### Kısa görev 1
Kayıtlarda "of the bare" ifadesinin geçtiği satırdan başlayıp kayıtların son satırı da dahil olmak üzere sona kadar uzanan satırları, boş satırları atlayarak numaralı bir listeye dönüştürün.

### Seçilmiş metin parçası
Ben Anadolu'yum, bağrı yanık, bin bir derdin, bin bir çeşit acının yüreklerinde harman olduğu insanların yurdu…
Tarih boyunca kimleri gördüm, nelere, nasıl olaylara şahit oldum bilemezsiniz.
Bağrımda yatan, koynuma aldığım milyonlarca kadın ve erkek, canları pahasına, nice sevdiklerinin hasretiyle bu dünyayı terk etme pahasına, dişleriyle, tırnaklarıyla bana tutunmaya, bende kalmaya, bende ölmeye çalıştılar.
Dönem dönem, devir devir çok zor günler yaşadılar, çok çetin düşmanların saldırılarına maruz kaldılar, uzun yıllar boyunca aç kaldılar susuz kaldılar ama bende kalmaktan ve bende ölmekten başka şeyler düşünmediler.
Hayatın bütün zorluklarına, geçim şartlarının bütün ağırlığına rağmen yuva kurmaktan, gelecekte vatan müdafaasını kendilerine emanet edebilecekleri çocuklar yetiştirmekten asla geri durmadılar.

### Kısa görev 2
Seçilmiş metin parçasına göre, Anadolu'nun bağrındaki kadın ve erkeklerin dişleriyle, tırnaklarıyla yapmaya çalıştıkları her şeyi sıralayın.

### Alıştırma girdisi
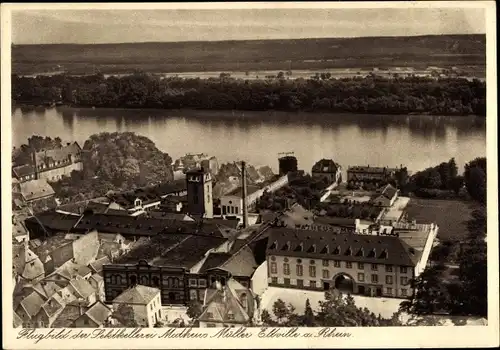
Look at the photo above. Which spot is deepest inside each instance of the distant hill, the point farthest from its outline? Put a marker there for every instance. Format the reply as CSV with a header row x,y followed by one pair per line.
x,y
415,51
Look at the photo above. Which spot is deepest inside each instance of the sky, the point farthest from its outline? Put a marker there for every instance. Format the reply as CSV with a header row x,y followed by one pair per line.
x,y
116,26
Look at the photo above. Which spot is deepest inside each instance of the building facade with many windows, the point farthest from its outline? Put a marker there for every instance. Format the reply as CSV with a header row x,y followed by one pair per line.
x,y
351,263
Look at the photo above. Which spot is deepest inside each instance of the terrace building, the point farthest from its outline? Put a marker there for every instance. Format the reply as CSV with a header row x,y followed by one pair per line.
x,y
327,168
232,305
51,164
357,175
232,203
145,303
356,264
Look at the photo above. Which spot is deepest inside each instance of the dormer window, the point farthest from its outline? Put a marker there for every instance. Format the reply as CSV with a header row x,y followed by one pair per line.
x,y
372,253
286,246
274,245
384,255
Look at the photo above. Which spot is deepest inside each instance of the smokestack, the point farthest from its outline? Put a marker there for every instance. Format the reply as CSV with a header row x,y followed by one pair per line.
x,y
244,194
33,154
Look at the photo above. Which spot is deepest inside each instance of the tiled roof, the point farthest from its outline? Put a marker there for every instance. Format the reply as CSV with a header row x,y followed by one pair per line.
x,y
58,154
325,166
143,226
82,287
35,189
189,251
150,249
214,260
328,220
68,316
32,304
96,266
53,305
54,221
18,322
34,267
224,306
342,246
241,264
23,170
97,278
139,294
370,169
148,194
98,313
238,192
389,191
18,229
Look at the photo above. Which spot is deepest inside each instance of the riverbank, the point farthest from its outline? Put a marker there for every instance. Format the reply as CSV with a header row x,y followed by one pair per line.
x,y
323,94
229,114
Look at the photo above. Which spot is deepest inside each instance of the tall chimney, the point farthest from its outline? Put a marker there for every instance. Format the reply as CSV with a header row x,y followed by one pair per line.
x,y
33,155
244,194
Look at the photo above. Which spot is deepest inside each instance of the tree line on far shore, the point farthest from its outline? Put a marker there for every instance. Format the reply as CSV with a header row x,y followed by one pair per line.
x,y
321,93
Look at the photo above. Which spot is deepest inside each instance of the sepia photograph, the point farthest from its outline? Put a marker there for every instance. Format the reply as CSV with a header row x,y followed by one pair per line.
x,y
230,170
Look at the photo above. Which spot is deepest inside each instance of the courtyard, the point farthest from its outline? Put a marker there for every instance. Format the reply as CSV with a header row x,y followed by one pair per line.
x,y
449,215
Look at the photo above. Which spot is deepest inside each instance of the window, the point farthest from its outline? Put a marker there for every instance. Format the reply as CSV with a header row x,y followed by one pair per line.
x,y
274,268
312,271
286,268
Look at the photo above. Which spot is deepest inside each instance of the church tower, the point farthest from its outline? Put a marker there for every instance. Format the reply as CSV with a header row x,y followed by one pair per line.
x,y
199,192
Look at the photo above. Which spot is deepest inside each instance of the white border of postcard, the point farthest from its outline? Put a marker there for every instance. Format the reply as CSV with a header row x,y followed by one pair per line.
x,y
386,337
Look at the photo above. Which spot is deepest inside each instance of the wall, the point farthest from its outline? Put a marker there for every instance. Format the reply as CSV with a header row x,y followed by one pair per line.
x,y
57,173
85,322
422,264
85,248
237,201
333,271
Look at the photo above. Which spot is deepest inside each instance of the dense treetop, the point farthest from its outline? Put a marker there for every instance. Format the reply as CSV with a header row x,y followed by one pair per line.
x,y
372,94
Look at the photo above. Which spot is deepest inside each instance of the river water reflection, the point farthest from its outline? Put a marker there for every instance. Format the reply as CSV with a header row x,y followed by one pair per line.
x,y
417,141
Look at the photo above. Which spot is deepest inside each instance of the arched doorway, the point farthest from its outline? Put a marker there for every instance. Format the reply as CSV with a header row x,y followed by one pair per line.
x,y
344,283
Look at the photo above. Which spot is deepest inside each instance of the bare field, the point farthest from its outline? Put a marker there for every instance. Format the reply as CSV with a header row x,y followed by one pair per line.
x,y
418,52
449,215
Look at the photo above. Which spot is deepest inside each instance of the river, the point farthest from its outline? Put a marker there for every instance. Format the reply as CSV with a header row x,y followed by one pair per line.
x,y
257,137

### Tam çözüm 1
1. Look at the photo above. Which spot is deepest inside each instance of the bare field, the point farthest from its outline? Put a marker there for every instance. Format the reply as CSV with a header row x,y followed by one pair per line.
2. x,y
3. 418,52
4. 449,215
5. Look at the photo above. Which spot is deepest inside each instance of the river, the point farthest from its outline? Put a marker there for every instance. Format the reply as CSV with a header row x,y followed by one pair per line.
6. x,y
7. 257,137

### Tam çözüm 2
- Anadolu'ya tutunmak
- Anadolu'da kalmak
- Anadolu'da ölmek